What is needed: Output all of the records again, exactly as written.

::::::::::

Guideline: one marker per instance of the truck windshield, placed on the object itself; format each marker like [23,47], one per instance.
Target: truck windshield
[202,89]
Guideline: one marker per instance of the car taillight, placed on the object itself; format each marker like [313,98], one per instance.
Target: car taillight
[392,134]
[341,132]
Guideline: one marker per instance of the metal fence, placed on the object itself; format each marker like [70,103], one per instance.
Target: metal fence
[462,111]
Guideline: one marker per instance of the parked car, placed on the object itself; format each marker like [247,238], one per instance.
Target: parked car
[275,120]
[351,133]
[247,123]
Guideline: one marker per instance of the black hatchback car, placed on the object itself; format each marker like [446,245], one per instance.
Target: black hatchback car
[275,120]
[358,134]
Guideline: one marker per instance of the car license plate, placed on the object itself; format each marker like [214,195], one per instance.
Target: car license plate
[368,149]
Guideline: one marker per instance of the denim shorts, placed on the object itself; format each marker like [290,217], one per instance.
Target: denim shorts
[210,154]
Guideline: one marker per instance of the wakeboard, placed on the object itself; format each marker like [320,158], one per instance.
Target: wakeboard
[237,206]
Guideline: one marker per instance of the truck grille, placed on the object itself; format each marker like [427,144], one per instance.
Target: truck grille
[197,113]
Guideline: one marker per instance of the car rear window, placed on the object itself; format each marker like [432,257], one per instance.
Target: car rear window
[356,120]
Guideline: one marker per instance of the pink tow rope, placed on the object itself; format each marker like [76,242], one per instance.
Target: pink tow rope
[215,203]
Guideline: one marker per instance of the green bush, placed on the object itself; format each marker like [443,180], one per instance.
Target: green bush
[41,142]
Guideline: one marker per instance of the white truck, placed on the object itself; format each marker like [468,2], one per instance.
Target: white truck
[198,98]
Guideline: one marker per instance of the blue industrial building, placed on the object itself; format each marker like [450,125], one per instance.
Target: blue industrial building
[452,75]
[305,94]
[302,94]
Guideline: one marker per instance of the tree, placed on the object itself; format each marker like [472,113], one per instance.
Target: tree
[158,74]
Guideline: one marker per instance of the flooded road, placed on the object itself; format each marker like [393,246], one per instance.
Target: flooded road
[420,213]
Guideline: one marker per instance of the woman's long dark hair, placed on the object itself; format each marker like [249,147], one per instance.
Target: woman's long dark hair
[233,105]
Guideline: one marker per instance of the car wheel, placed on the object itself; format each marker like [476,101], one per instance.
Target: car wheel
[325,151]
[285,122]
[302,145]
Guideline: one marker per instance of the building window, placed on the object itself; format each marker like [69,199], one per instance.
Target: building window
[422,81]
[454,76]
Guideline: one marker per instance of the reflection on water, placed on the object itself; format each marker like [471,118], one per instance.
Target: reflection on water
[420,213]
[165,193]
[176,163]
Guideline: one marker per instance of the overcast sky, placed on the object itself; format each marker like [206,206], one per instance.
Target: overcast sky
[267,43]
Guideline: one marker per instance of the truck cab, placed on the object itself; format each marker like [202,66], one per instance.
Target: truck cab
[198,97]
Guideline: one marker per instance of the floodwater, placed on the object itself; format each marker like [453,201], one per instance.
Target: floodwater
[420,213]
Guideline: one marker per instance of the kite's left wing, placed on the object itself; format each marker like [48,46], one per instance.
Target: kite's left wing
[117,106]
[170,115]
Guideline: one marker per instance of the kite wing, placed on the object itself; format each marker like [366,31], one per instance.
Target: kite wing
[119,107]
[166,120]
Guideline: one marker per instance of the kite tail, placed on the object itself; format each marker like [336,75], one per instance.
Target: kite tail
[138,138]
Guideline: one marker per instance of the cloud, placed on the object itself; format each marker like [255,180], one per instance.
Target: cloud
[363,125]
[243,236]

::::::::::

Response area:
Guideline: one marker per instance of the truck windshield, placed on the object itself; format each marker like [23,47], one per instance.
Target: truck windshield
[202,89]
Guideline: one marker per instance of the car taillight, placed on the object itself; format each marker like [313,98], one per instance.
Target: car taillight
[392,134]
[341,132]
Guideline: one marker per instance of the metal fence, placed on the object itself; format each marker like [70,103], one per instance.
Target: metal fence
[462,111]
Guideline: one marker per instance of the parked car, placed on the object itself; format each marker like [247,238], one per instance.
Target: parked car
[275,120]
[351,133]
[247,123]
Guideline: one marker per instance of the black hatchback car, placed on the object itself; format each marker like [446,245], one per instance.
Target: black hatchback car
[275,120]
[358,134]
Guideline: one marker per instance of the car license plate, placed on the object itself; format each marker like [214,195], one per instance.
Target: car license plate
[368,149]
Guideline: one marker per instance of the denim shorts, placed on the object itself; format each marker like [290,217], one per instance.
Target: denim shorts
[210,154]
Guideline: one marker per instance of the wakeboard, placed on the object itself; format each marker like [320,158], one per instance.
Target: wakeboard
[237,206]
Guideline: one marker per instance of the truck grille, placed on the object itself; format each marker like [427,144], one per instance.
Target: truck grille
[197,113]
Guideline: one marker per instance of the car rear window, placed on the object itself; format each marker like [432,257], one per instance.
Target: car rear window
[356,120]
Guideline: one marker per instance of the pink tow rope, placed on the object itself; format each marker like [76,242], one per instance.
Target: pink tow rope
[215,203]
Guideline: one marker per instance of the green bush, placed on the object itself; format each marker like [443,180], one per instance.
Target: green bush
[41,142]
Guideline: one marker per instance of the white truck, placed on the object itself; format each marker like [468,2], one per instance.
Target: white truck
[198,98]
Guideline: one marker per instance of the blue industrial building, placed on the object itself; format each marker like [450,125], one per instance.
Target: blue industrial building
[452,75]
[305,94]
[302,94]
Guideline: one marker per instance of the tree, placed on the object itself; format each marker like [472,113], one per instance.
Target: tree
[158,74]
Guideline: one marker per instance of the flooded road, placed on the object itself; format each marker like [393,246], one per instance.
Target: flooded road
[420,213]
Guideline: one marker per instance of the woman's long dark hair, placed on the object itself; format each marker like [249,147], one per instance.
Target: woman's long dark hair
[233,105]
Guideline: one marker per instance of the car wheel, placed on the object itself; format each marker like [476,101], one per instance.
Target: car wheel
[325,151]
[285,122]
[302,145]
Guideline: one marker per instance of the building window, placed on the object itself; format each marker like [69,199], one per instance.
Target: building window
[422,81]
[454,76]
Guideline: one marker per instance of the reflection on water, placed on the object itself; format each marker like [471,118], one per instance.
Target: reflection on water
[420,213]
[165,193]
[176,163]
Guideline: one marker per instance of the overcast sky, placed on the object itself; format each marker like [206,206], one per instance.
Target: overcast sky
[267,43]
Guideline: one marker per instance of the truck cab, placed on the object itself; format each marker like [202,66], one per instance.
Target: truck cab
[198,97]
Guideline: one marker per instance of the floodwater, placed on the object itself; format each marker like [453,201], one per instance.
Target: floodwater
[420,213]
Guideline: one marker per instance of the kite's left wing, placed on the object itself; format each marker like [48,46], one per instance.
Target: kite's left wing
[117,106]
[170,115]
Guideline: one marker per instance of the kite wing, placed on the object itself; format each marker like [366,31], one per instance.
Target: kite wing
[119,107]
[166,120]
Guideline: one marker per instance of the kite tail, placed on the object itself; format each marker like [336,75], one per instance.
Target: kite tail
[138,138]
Guideline: one marker per instance of the cloud, placed on the object itself; format each marker like [255,180], one per instance.
Target: cloud
[363,125]
[243,236]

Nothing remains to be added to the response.